_Exercise instructions_. From the passage on additive manufacturing, extract word for word the part that opens with the words containing "Numerous types of" and closes with "to these instructions.".
==== Selected text
Numerous types of AM exist. Most AM techniques involve creating a computer aided design (CAD) 3-D model of the part and use software to ‘slice’ the CAD model into a format having printer-readable instructions for building the part layer-by-layer (‘slice-by-slice’). The 3-D printer may be provided with the desired material(s) for use in 3-D printing the part pursuant to these instructions.
Depending on the printer technology such as powder bed fusion (PBF), in which PBF is a technology that itself incorporates various 3-D sub-classes of technology (including Selective Laser Melting (SLM), Selective Laser Sintering (SLS), Electron Beam Melting (EBM), Direct Metal Layer Sintering (DMLS), Selective Heat Sintering (SHS) and the like), the 3-D printer may include a powder bed for containing the powdered material from which the print material is sourced. The powdered material may be uniformly deposited layer-by-layer using a roller on a build plate. Armed with the 3-D printing instructions from the slicer operation, the controller circuit associated with the 3-D printer may illuminate a laser or electron beam onto a deflector. The deflector may cause the beam to focus on designated regions within that layer of deposited powder. The beam fuses or melts together the powder in the designated regions in the layer if so instructed by the slicer program, and ignores the remaining regions of powder in the layer. The 3-D printer repeats these tasks for designated regions in each deposited layer until the entire structure is rendered from the build plate up. Excess powder is collected from all the non-fused regions and the completed AM structure is removed from the printer, at which point the 3-D printer can be readied for reuse as desired.
========
==== Supplied information
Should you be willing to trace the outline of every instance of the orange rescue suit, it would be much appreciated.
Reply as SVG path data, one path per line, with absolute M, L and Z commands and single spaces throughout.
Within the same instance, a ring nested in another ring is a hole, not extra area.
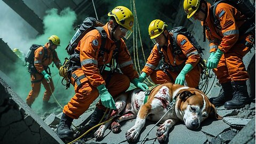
========
_Output of the task_.
Numerous types of AM exist. Most AM techniques involve creating a computer aided design (CAD) 3-D model of the part and use software to ‘slice’ the CAD model into a format having printer-readable instructions for building the part layer-by-layer (‘slice-by-slice’). The 3-D printer may be provided with the desired material(s) for use in 3-D printing the part pursuant to these instructions.